What needs to be done →
Your task is to restate the data word for word.

== Dataset content

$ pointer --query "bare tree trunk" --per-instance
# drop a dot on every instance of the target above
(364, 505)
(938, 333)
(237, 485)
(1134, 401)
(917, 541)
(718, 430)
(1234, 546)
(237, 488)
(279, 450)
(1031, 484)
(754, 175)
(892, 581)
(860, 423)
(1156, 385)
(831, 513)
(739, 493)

====

Answer to this exercise →
$ pointer --query "bare tree trunk" --per-instance
# drop a dot on every instance of the target above
(364, 505)
(938, 333)
(237, 485)
(1134, 401)
(917, 541)
(718, 430)
(1234, 546)
(237, 488)
(279, 450)
(1031, 484)
(754, 175)
(892, 581)
(860, 423)
(1156, 385)
(831, 513)
(739, 493)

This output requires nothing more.